PROBLEM DETAILS
Scan the records for the string "grass"; copy each line where it occurs.

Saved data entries
┌────────
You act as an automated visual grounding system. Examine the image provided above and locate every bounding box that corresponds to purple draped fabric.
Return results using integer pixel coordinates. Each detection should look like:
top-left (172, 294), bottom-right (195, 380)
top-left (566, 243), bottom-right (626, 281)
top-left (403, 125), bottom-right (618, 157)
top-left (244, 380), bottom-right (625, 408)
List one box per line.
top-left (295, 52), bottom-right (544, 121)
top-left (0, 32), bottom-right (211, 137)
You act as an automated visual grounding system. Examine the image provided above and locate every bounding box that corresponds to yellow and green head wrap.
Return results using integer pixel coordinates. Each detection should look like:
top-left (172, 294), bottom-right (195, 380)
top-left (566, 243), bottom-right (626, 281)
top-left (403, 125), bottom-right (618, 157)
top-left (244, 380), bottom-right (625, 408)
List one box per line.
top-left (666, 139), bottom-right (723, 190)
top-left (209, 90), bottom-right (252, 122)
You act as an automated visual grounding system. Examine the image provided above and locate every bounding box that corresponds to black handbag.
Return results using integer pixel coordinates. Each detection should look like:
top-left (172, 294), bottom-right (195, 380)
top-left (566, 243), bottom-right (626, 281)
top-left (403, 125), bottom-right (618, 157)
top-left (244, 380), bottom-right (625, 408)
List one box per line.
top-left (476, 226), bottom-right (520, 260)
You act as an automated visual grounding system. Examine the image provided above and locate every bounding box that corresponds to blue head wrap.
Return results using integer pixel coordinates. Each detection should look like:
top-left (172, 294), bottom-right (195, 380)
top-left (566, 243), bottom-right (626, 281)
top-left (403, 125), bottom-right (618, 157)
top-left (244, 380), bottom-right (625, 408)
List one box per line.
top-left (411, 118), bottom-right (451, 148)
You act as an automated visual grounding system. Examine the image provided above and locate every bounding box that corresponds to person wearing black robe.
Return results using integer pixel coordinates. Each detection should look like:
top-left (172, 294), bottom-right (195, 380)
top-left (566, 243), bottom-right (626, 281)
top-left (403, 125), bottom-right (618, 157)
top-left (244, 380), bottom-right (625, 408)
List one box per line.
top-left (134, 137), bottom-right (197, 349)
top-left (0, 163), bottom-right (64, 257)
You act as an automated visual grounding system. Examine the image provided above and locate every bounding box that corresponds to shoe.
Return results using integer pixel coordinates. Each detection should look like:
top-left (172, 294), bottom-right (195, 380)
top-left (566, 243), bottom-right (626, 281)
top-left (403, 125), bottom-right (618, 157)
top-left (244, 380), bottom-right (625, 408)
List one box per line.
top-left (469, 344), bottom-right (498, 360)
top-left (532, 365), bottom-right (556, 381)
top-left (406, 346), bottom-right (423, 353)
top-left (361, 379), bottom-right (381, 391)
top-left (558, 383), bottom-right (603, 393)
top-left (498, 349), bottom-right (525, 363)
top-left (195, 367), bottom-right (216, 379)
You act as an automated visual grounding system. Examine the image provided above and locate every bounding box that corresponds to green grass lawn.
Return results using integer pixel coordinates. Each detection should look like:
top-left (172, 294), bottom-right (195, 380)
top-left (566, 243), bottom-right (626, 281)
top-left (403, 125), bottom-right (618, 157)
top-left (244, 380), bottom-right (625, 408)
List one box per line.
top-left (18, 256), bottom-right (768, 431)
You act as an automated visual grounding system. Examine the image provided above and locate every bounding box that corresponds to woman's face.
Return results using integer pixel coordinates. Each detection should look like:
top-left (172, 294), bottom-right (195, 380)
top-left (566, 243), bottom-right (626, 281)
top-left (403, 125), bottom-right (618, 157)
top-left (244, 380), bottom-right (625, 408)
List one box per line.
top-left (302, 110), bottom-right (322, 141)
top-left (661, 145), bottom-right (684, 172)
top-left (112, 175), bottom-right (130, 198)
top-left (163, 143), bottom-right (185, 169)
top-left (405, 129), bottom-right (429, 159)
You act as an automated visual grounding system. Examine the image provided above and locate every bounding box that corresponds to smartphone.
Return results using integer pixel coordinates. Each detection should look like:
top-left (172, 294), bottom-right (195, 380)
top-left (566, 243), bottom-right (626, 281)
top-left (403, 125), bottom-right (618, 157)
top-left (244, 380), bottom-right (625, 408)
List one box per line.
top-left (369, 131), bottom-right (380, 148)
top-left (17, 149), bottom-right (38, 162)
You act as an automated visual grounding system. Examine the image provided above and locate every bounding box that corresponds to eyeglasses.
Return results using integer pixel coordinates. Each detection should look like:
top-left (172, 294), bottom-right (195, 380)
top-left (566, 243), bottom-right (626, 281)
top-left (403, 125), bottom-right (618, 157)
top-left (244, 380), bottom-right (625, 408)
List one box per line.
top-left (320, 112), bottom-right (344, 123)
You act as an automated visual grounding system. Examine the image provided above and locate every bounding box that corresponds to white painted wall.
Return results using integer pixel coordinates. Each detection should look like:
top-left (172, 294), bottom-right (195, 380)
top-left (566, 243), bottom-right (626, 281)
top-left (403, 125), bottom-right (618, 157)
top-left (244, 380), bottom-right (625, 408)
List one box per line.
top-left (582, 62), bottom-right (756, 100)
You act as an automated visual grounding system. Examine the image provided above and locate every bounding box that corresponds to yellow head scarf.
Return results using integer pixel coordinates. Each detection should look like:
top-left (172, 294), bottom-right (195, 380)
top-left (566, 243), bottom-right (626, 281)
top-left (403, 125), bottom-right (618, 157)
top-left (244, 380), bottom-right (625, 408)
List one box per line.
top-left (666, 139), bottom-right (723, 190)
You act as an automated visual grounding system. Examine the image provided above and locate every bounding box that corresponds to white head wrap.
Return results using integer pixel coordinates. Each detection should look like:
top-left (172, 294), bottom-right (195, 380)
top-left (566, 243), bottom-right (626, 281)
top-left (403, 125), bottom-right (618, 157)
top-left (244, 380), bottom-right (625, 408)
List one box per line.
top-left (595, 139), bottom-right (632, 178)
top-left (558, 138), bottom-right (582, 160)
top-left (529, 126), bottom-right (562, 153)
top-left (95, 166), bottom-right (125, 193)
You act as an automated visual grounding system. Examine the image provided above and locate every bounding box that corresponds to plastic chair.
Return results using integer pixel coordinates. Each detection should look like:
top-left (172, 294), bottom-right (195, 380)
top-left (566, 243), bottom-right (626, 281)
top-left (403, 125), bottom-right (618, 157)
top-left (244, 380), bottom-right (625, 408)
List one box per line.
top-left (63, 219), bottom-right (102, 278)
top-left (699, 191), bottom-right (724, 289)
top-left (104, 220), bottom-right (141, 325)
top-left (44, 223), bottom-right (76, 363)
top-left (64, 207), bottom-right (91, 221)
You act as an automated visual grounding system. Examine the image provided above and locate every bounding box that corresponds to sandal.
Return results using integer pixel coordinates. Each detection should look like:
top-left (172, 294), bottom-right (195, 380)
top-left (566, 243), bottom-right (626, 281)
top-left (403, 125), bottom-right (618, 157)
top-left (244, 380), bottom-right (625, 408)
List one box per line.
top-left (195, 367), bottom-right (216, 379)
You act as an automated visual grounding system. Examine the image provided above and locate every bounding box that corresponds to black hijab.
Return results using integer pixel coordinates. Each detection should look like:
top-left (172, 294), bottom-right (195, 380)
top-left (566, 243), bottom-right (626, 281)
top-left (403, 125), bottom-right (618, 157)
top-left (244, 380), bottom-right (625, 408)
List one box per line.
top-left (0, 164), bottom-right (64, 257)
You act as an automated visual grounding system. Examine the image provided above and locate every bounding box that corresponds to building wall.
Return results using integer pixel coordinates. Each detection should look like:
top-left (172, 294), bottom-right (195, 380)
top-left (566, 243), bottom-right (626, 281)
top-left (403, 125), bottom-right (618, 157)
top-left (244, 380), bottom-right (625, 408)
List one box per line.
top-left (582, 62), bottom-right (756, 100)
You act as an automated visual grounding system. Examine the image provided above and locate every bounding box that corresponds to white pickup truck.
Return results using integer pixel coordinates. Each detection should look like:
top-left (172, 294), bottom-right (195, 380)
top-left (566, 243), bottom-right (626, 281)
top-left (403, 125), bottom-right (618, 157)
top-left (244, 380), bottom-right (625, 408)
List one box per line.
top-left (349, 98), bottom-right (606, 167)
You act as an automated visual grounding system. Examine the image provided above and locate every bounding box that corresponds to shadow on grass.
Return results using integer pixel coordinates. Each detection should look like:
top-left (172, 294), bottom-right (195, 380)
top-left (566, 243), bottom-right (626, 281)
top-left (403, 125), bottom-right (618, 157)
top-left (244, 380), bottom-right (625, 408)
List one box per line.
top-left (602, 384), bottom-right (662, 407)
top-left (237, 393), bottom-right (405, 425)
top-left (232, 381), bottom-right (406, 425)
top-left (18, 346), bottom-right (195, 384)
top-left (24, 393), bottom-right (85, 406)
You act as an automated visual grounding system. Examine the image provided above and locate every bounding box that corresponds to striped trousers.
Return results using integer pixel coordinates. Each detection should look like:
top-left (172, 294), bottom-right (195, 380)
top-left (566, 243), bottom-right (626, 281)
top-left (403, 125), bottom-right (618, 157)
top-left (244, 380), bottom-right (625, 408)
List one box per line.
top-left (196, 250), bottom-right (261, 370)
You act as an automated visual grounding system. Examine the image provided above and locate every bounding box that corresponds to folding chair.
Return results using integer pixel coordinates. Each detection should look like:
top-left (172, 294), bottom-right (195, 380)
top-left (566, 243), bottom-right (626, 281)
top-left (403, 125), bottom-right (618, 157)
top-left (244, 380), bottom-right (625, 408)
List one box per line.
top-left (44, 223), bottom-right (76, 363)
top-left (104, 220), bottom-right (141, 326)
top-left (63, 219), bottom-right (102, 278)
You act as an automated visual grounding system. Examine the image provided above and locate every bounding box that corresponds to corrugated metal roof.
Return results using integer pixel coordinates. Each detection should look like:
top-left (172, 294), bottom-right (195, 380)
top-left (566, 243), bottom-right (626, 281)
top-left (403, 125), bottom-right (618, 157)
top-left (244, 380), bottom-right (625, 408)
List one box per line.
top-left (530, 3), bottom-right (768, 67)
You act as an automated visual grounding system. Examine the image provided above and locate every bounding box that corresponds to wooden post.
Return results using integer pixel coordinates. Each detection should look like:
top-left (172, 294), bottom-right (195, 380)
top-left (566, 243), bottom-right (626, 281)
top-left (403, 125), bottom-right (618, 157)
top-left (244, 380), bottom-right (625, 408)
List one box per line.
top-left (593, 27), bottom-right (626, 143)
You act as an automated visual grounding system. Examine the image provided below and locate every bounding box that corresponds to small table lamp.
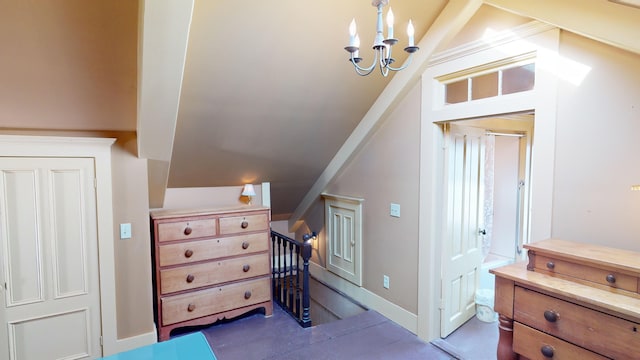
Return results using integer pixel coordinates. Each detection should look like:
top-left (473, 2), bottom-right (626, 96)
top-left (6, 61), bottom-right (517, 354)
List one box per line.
top-left (242, 184), bottom-right (257, 205)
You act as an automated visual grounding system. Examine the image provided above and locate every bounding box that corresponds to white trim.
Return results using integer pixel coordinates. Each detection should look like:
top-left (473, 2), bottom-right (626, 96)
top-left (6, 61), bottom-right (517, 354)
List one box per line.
top-left (0, 135), bottom-right (119, 356)
top-left (261, 182), bottom-right (271, 208)
top-left (428, 21), bottom-right (555, 67)
top-left (485, 0), bottom-right (640, 55)
top-left (111, 330), bottom-right (158, 354)
top-left (321, 193), bottom-right (364, 286)
top-left (320, 193), bottom-right (365, 204)
top-left (309, 262), bottom-right (417, 333)
top-left (418, 27), bottom-right (560, 341)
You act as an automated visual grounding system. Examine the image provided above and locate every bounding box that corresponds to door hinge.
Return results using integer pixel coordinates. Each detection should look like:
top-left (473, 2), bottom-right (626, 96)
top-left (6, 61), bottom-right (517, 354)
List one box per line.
top-left (438, 298), bottom-right (445, 310)
top-left (100, 336), bottom-right (103, 346)
top-left (94, 178), bottom-right (97, 188)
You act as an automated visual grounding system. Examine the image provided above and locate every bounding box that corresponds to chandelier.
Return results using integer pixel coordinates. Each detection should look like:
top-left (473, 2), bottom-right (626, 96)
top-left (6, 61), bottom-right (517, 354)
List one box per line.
top-left (344, 0), bottom-right (419, 77)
└────────
THE COMPLETED TASK
You act as an automated visual grounding system. Examine the image provided above and locate every bounding box that corresponds to green grass lawn.
You act as an automated visual grounding system. Examine the image provided above and locate every bounding box that corresponds to shadow on grass.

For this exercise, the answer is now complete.